__GIVEN TASK__: Find "mark: the large green leaf" in the records that follow; print that line and each subsequent line through the last one, verbatim and with nothing added.

__SUPPLIED MATERIAL__:

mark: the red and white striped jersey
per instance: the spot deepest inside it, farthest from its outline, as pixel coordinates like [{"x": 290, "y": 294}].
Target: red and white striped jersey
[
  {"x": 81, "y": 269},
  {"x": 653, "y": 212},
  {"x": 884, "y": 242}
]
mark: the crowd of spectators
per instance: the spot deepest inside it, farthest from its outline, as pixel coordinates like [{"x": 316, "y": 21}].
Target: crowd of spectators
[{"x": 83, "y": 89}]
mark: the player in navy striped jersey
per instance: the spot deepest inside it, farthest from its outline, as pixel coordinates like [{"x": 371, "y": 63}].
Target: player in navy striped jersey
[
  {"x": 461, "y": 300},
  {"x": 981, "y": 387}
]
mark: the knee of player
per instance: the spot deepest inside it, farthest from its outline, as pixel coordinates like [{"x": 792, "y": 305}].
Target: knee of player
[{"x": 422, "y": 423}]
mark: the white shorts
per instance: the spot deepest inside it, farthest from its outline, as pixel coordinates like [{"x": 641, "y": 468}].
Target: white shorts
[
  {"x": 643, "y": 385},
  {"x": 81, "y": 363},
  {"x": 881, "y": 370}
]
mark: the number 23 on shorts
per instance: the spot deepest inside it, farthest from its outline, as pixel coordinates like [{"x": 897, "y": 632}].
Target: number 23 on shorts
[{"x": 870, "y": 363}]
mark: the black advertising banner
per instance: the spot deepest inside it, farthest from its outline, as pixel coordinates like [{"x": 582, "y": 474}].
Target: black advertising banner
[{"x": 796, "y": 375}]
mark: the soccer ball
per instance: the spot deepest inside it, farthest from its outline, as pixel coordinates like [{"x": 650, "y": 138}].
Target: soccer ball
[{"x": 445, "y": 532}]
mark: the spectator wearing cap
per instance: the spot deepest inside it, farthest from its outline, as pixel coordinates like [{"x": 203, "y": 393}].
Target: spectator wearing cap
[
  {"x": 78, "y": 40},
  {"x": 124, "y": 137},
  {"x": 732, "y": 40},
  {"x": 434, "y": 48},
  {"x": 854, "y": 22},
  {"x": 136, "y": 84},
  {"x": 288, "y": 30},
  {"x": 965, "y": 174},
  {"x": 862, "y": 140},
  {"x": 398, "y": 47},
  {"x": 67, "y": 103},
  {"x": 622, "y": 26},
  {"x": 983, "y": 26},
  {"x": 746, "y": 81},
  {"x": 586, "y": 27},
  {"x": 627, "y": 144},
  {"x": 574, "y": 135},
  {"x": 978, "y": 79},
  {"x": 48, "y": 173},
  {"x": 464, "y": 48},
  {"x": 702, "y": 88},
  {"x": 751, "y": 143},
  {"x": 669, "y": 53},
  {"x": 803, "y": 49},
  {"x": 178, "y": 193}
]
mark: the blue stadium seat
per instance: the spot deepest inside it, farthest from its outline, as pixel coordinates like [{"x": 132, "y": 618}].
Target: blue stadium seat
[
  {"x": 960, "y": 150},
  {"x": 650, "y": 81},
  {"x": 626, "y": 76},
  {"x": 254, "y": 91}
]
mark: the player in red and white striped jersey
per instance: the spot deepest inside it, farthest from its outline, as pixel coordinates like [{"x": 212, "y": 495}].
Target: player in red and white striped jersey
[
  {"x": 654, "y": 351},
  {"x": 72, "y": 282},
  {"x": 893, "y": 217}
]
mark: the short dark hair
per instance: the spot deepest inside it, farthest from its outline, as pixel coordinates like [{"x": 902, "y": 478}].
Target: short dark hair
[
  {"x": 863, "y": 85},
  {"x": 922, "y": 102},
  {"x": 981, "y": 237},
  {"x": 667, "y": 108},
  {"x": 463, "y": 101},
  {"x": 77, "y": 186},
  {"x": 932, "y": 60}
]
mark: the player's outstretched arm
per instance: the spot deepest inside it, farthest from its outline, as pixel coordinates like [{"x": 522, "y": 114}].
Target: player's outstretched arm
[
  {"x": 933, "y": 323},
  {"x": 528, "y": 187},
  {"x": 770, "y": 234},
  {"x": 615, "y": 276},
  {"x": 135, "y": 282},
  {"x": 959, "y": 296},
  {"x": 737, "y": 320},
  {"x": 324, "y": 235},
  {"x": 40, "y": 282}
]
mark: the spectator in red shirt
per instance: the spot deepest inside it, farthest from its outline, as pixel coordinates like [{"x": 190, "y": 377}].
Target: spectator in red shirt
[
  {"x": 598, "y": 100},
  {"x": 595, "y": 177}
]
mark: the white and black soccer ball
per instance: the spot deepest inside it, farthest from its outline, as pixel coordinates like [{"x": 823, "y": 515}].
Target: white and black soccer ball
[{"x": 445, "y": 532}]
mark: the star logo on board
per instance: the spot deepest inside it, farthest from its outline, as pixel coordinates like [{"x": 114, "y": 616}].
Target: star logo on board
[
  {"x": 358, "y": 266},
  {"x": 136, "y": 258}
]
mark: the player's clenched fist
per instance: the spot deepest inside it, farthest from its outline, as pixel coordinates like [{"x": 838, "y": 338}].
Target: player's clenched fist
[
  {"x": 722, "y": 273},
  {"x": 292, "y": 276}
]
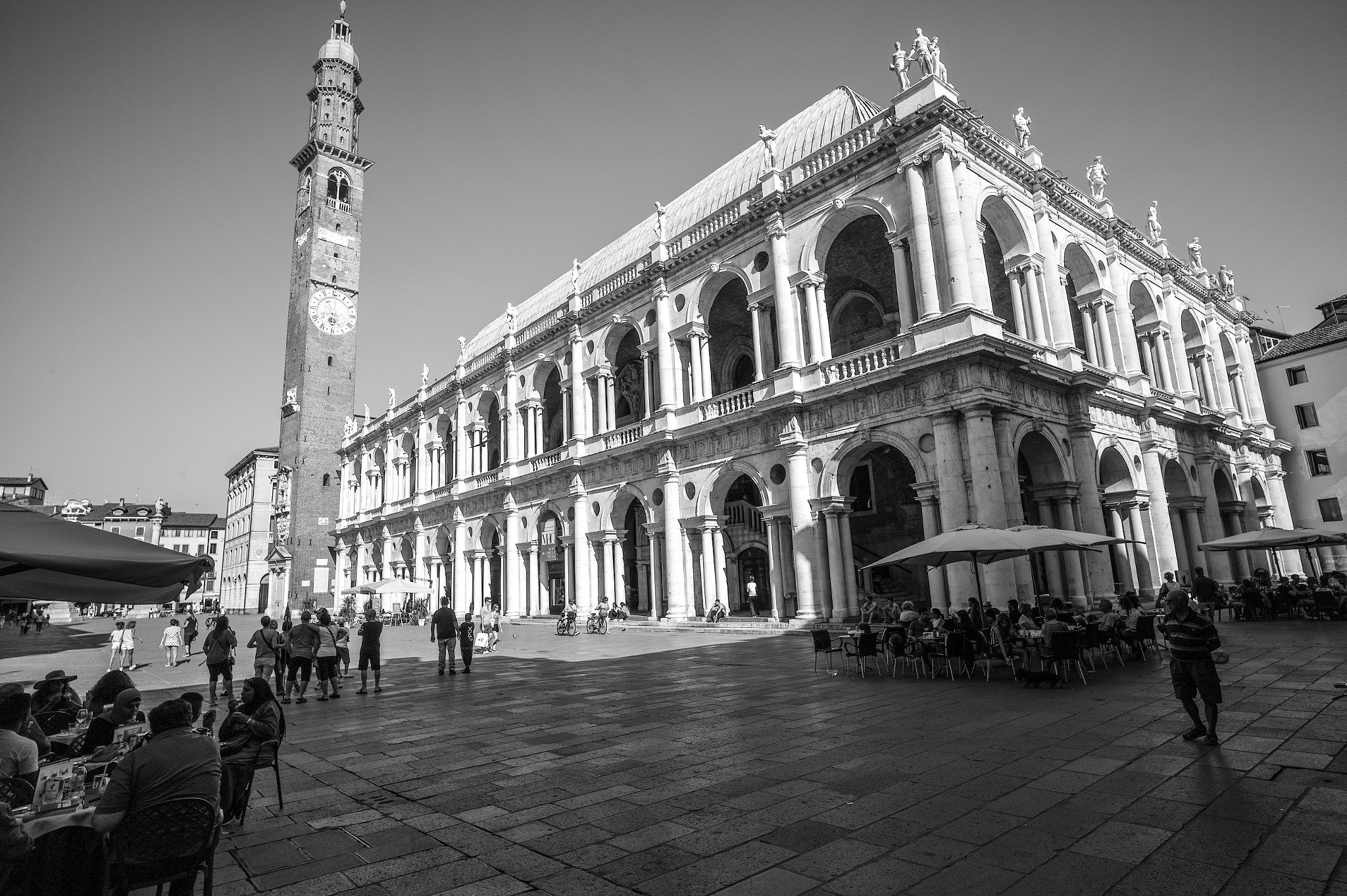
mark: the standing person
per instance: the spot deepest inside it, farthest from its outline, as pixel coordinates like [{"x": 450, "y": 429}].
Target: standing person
[
  {"x": 465, "y": 642},
  {"x": 370, "y": 632},
  {"x": 326, "y": 655},
  {"x": 1192, "y": 640},
  {"x": 220, "y": 657},
  {"x": 443, "y": 631},
  {"x": 302, "y": 644},
  {"x": 264, "y": 642},
  {"x": 115, "y": 645},
  {"x": 189, "y": 631},
  {"x": 172, "y": 641}
]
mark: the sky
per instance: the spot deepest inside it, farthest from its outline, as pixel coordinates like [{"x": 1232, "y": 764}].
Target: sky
[{"x": 146, "y": 195}]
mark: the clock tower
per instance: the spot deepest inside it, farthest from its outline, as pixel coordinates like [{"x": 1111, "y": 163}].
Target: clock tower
[{"x": 320, "y": 388}]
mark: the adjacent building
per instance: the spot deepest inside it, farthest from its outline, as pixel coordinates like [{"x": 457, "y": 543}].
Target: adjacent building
[
  {"x": 1303, "y": 383},
  {"x": 245, "y": 579}
]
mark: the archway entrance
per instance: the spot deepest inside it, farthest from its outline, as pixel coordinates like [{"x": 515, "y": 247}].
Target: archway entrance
[{"x": 885, "y": 517}]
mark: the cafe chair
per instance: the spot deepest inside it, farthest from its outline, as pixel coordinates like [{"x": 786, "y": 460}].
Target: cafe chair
[
  {"x": 162, "y": 844},
  {"x": 15, "y": 791},
  {"x": 823, "y": 645},
  {"x": 54, "y": 723},
  {"x": 268, "y": 757},
  {"x": 1063, "y": 651},
  {"x": 868, "y": 645}
]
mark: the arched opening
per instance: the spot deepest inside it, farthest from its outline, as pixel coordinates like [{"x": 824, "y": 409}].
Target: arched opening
[
  {"x": 885, "y": 517},
  {"x": 628, "y": 380},
  {"x": 731, "y": 329},
  {"x": 862, "y": 295}
]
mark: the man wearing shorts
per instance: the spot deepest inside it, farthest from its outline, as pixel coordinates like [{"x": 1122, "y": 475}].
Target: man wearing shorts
[
  {"x": 264, "y": 641},
  {"x": 1191, "y": 641},
  {"x": 303, "y": 646},
  {"x": 370, "y": 632}
]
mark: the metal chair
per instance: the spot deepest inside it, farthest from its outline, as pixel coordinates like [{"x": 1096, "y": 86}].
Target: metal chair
[
  {"x": 866, "y": 646},
  {"x": 1064, "y": 649},
  {"x": 163, "y": 843},
  {"x": 268, "y": 757},
  {"x": 823, "y": 645},
  {"x": 15, "y": 791}
]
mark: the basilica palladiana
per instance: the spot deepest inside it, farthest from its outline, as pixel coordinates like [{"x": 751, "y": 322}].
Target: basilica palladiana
[{"x": 876, "y": 323}]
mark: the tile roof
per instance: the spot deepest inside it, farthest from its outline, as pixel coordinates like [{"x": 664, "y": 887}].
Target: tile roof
[
  {"x": 1316, "y": 338},
  {"x": 833, "y": 116}
]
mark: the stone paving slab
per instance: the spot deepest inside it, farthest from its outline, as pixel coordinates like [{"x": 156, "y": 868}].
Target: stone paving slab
[{"x": 718, "y": 767}]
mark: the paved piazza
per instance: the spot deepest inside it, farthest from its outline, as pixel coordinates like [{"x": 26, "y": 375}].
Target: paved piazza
[{"x": 689, "y": 765}]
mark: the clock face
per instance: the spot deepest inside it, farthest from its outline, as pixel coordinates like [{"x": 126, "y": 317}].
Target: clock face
[{"x": 331, "y": 311}]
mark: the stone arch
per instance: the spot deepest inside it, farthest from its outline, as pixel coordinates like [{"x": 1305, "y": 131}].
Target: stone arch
[{"x": 841, "y": 465}]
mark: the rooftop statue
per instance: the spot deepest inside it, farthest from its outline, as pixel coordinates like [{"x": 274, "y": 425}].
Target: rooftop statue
[
  {"x": 921, "y": 53},
  {"x": 768, "y": 139},
  {"x": 659, "y": 222},
  {"x": 1098, "y": 177},
  {"x": 1021, "y": 128},
  {"x": 1195, "y": 253},
  {"x": 900, "y": 66}
]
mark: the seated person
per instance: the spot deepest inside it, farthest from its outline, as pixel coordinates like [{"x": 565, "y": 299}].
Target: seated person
[
  {"x": 124, "y": 711},
  {"x": 173, "y": 765},
  {"x": 18, "y": 754},
  {"x": 1051, "y": 623}
]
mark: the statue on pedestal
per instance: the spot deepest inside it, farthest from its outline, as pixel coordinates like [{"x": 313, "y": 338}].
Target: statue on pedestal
[
  {"x": 921, "y": 53},
  {"x": 1154, "y": 222},
  {"x": 1021, "y": 128},
  {"x": 659, "y": 222},
  {"x": 768, "y": 139},
  {"x": 900, "y": 66},
  {"x": 1195, "y": 254},
  {"x": 1097, "y": 177},
  {"x": 941, "y": 72}
]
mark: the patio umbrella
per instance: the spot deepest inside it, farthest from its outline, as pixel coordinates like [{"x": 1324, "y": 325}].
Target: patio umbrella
[{"x": 49, "y": 559}]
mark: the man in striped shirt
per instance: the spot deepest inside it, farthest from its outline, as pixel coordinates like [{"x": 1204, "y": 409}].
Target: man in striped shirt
[{"x": 1191, "y": 641}]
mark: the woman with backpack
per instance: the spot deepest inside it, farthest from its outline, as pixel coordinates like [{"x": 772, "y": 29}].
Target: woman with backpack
[{"x": 220, "y": 657}]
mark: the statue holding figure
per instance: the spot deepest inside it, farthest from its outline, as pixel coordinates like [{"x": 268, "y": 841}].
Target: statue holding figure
[
  {"x": 1021, "y": 127},
  {"x": 659, "y": 222},
  {"x": 921, "y": 53},
  {"x": 1154, "y": 222},
  {"x": 1097, "y": 177},
  {"x": 1195, "y": 253},
  {"x": 768, "y": 139},
  {"x": 941, "y": 72},
  {"x": 900, "y": 66}
]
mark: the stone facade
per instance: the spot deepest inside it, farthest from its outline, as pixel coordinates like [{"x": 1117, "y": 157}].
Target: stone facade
[
  {"x": 881, "y": 323},
  {"x": 320, "y": 388}
]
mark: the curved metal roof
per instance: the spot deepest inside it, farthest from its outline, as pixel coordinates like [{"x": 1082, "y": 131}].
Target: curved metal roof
[{"x": 833, "y": 116}]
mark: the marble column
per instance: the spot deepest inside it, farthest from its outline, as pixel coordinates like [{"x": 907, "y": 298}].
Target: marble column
[
  {"x": 929, "y": 296},
  {"x": 951, "y": 229}
]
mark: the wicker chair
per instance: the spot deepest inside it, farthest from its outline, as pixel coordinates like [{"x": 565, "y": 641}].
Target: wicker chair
[{"x": 163, "y": 843}]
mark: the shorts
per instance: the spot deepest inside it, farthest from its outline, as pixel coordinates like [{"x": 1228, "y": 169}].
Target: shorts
[
  {"x": 1194, "y": 677},
  {"x": 298, "y": 665}
]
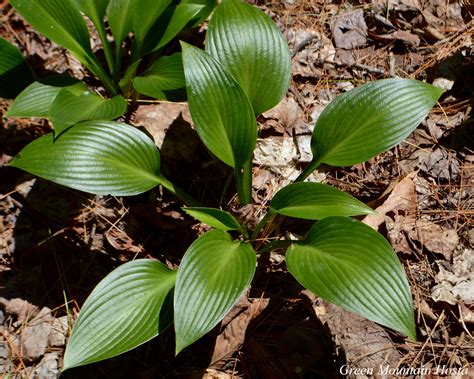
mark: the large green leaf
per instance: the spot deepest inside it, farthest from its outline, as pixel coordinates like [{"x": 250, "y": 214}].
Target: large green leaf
[
  {"x": 351, "y": 265},
  {"x": 221, "y": 112},
  {"x": 15, "y": 74},
  {"x": 314, "y": 201},
  {"x": 35, "y": 100},
  {"x": 99, "y": 157},
  {"x": 370, "y": 119},
  {"x": 68, "y": 109},
  {"x": 179, "y": 17},
  {"x": 252, "y": 48},
  {"x": 214, "y": 217},
  {"x": 145, "y": 14},
  {"x": 213, "y": 274},
  {"x": 60, "y": 21},
  {"x": 128, "y": 307},
  {"x": 120, "y": 17},
  {"x": 165, "y": 74},
  {"x": 94, "y": 9}
]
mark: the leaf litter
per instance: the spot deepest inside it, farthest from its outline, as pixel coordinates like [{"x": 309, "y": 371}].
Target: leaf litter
[{"x": 422, "y": 191}]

__ANSWER TO THE EXERCISE__:
mark: the large green leaf
per instance: the spot deepest inside it, farthest from its outline, as pixel coordinates like [{"x": 250, "y": 214}].
Target: large green leaf
[
  {"x": 351, "y": 265},
  {"x": 221, "y": 112},
  {"x": 15, "y": 74},
  {"x": 314, "y": 201},
  {"x": 35, "y": 100},
  {"x": 99, "y": 157},
  {"x": 370, "y": 119},
  {"x": 68, "y": 109},
  {"x": 179, "y": 17},
  {"x": 252, "y": 48},
  {"x": 214, "y": 217},
  {"x": 145, "y": 14},
  {"x": 213, "y": 274},
  {"x": 60, "y": 21},
  {"x": 128, "y": 307},
  {"x": 120, "y": 17},
  {"x": 165, "y": 74},
  {"x": 94, "y": 9}
]
mark: the leaf litter
per instance: the spot deepest inside it, farthest from its outline, as pixel coordinates like [{"x": 309, "y": 371}].
Target: leaf litter
[{"x": 422, "y": 191}]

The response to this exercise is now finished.